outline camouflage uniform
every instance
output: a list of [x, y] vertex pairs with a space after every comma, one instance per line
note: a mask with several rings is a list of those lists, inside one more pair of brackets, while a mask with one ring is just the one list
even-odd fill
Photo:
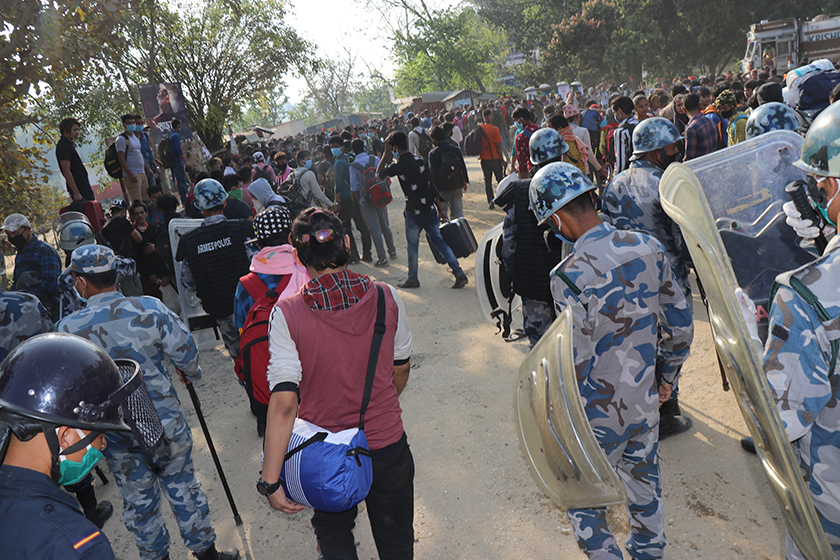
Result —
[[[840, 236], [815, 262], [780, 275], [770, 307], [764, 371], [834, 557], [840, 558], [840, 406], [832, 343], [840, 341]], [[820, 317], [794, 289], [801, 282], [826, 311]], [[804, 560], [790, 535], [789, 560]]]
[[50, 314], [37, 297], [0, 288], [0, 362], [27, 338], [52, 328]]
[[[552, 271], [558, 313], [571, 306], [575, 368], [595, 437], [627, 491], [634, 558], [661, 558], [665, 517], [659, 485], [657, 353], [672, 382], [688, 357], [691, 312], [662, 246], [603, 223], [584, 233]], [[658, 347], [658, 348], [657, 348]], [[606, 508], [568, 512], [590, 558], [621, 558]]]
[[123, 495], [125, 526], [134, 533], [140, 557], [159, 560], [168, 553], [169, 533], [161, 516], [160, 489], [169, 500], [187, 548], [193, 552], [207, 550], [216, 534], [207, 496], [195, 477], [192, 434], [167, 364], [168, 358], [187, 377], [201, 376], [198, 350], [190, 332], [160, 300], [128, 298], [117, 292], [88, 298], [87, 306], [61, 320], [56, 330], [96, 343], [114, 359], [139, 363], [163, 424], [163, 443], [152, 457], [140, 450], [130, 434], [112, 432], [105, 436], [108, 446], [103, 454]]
#####
■ EXERCISE PROMPT
Express every line of the listing above as a Markdown table with the columns "Row" and "Text", numbering the rows and skipping blank lines. Leave the pictures out of the table.

■ REPLY TO THE EXERCISE
| Row | Text |
|---|---|
| 1 | outline camouflage uniform |
| 2 | every instance |
| 3 | output: a list of [x, y] vertex pairs with a space after every comma, one instance per line |
| 4 | note: a mask with several rings is a list of those lists, inside one more pair of brackets, while a mask with one ring is just the one list |
| 5 | even-odd fill |
| 6 | Photo: |
| 7 | Result — |
| 8 | [[[840, 236], [815, 262], [780, 275], [770, 307], [764, 371], [834, 557], [840, 558], [840, 406], [832, 343], [840, 341]], [[820, 317], [794, 289], [801, 282], [826, 311]], [[804, 560], [790, 535], [789, 560]]] |
| 9 | [[50, 314], [37, 297], [0, 288], [0, 362], [27, 338], [52, 328]] |
| 10 | [[[552, 271], [558, 313], [571, 306], [575, 368], [595, 437], [627, 491], [634, 558], [661, 558], [665, 517], [659, 485], [657, 353], [672, 382], [688, 357], [691, 312], [662, 246], [603, 223], [584, 233]], [[658, 347], [658, 348], [657, 348]], [[606, 508], [568, 512], [590, 558], [621, 558]]] |
| 11 | [[123, 495], [125, 526], [134, 533], [140, 557], [159, 560], [168, 553], [169, 533], [161, 516], [160, 489], [169, 500], [187, 548], [193, 552], [207, 550], [216, 534], [207, 496], [195, 477], [192, 434], [167, 364], [168, 358], [187, 377], [201, 376], [198, 350], [190, 332], [160, 300], [128, 298], [117, 292], [88, 298], [87, 306], [61, 320], [56, 330], [96, 343], [114, 359], [139, 363], [163, 424], [163, 443], [152, 457], [140, 450], [130, 434], [112, 432], [105, 436], [108, 446], [103, 454]] |